= Request A =
In the opinion, rewrite the passage starting at "United States Court" and ending at "and LARAMORE, Judges.", renaming "Washington, D. C." as "the District of Columbia" wherever it occurs.
= Request B =
According to the opinion, what sum does the plaintiff sue for?

= Text to read =
DC Andrews & Company v. United States

124 F. Supp. 362 (1954)

D. C. ANDREWS & COMPANY, Incorporated,
v.
The UNITED STATES.

No. 96-54.

United States Court of Claims.

October 5, 1954.

Francis B. Goertner, Washington, D. C., for plaintiff.

Hubert H. Margolies, Washington, D. C., with whom was Warren E. Burger, Asst. Atty. Gen., for defendant. Leavenworth Colby, Washington, D. C., was on the briefs.

Before JONES, Chief Judge, and LITTLETON, WHITAKER, MADDEN and LARAMORE, Judges.

LITTLETON, Judge.

Plaintiff sues for $13,764.82 claimed to be due it as brokerage commissions. The United States had chartered certain of its vessels to the India Supply Mission. Incorporated in the charter party was the following provision:

"Commission — Commission or brokerage is due and payable by the *363 Owner in accordance with and to the extent of applicable regulations of the War Shipping Administration to * * *."

Plaintiff's suit is based upon the alleged breach by the United States of the obligation to pay such brokerage commissions to plaintiff who acted as cargo broker for the Indian Supply Mission.

Defendant contends that the suit is for the breach of a charter obligation and is therefore cognizable only in the District Courts under the Suits in Admiralty Act.[1]

Section 2 of the Suits in Admiralty Act provides:

"In cases where if such vessel were privately owned or operated, or if such cargo were privately owned and possessed, a proceeding in admiralty could be maintained at the time of the commencement of the action herein provided for, a libel in personam may be brought against the United States * * *."

As stated by defendant, all maritime causes of action against the United States where it owns vessels or where the vessel is operated by or for the United States, fall under the Suits in Admiralty Act. The issue for decision is, therefore, a narrow one, i. e., is the claim stated in the petition a maritime cause of action so that if the vessel were privately owned a proceeding in admiralty could have been maintained on it?

= Material =

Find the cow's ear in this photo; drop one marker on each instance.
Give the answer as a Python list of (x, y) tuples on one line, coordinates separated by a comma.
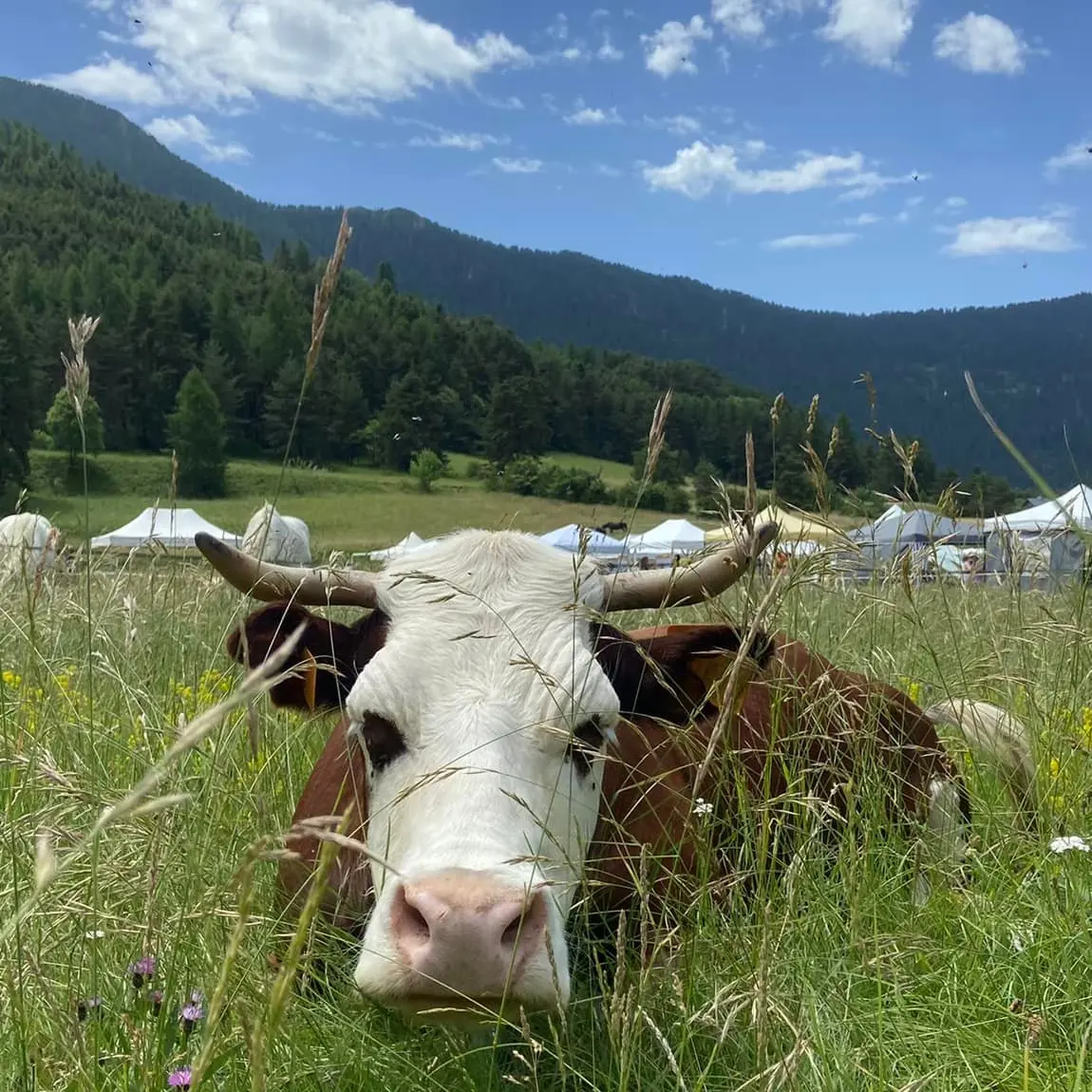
[(661, 671), (327, 655)]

= Exercise answer A =
United States Court of Claims.

October 5, 1954.

Francis B. Goertner, the District of Columbia, for plaintiff.

Hubert H. Margolies, the District of Columbia, with whom was Warren E. Burger, Asst. Atty. Gen., for defendant. Leavenworth Colby, the District of Columbia, was on the briefs.

Before JONES, Chief Judge, and LITTLETON, WHITAKER, MADDEN and LARAMORE, Judges.

= Exercise answer B =
$13,764.82, claimed as brokerage commissions.